About this exercise
Below are some records; state how many of their lines contain the word "instance", and add nothing.

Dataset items
- - - - -

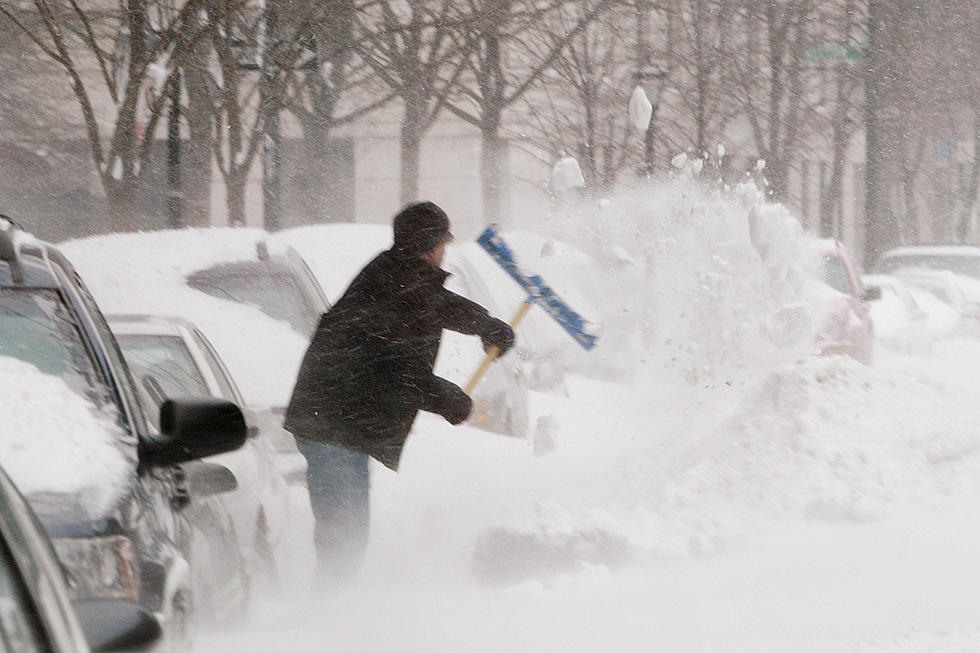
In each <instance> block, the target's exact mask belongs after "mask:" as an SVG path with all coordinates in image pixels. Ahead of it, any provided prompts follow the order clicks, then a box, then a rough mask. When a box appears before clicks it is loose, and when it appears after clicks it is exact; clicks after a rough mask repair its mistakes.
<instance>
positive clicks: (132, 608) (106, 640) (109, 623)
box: [72, 599, 163, 653]
mask: <svg viewBox="0 0 980 653" xmlns="http://www.w3.org/2000/svg"><path fill="white" fill-rule="evenodd" d="M72 607H74V608H75V615H76V616H77V617H78V623H79V625H81V627H82V632H84V633H85V639H87V640H88V645H89V648H91V649H92V651H93V653H99V652H100V651H120V650H126V651H131V650H139V649H147V648H150V646H151V645H152V644H153V643H155V642H156V641H157V640H159V639H160V636H161V635H162V634H163V629H162V628H161V627H160V622H159V621H157V619H156V617H154V616H153V614H152V613H150V612H149V611H148V610H146V609H144V608H142V607H140V606H138V605H136V604H135V603H130V602H128V601H119V600H111V599H80V600H78V601H72Z"/></svg>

- - - - -

Solution below
2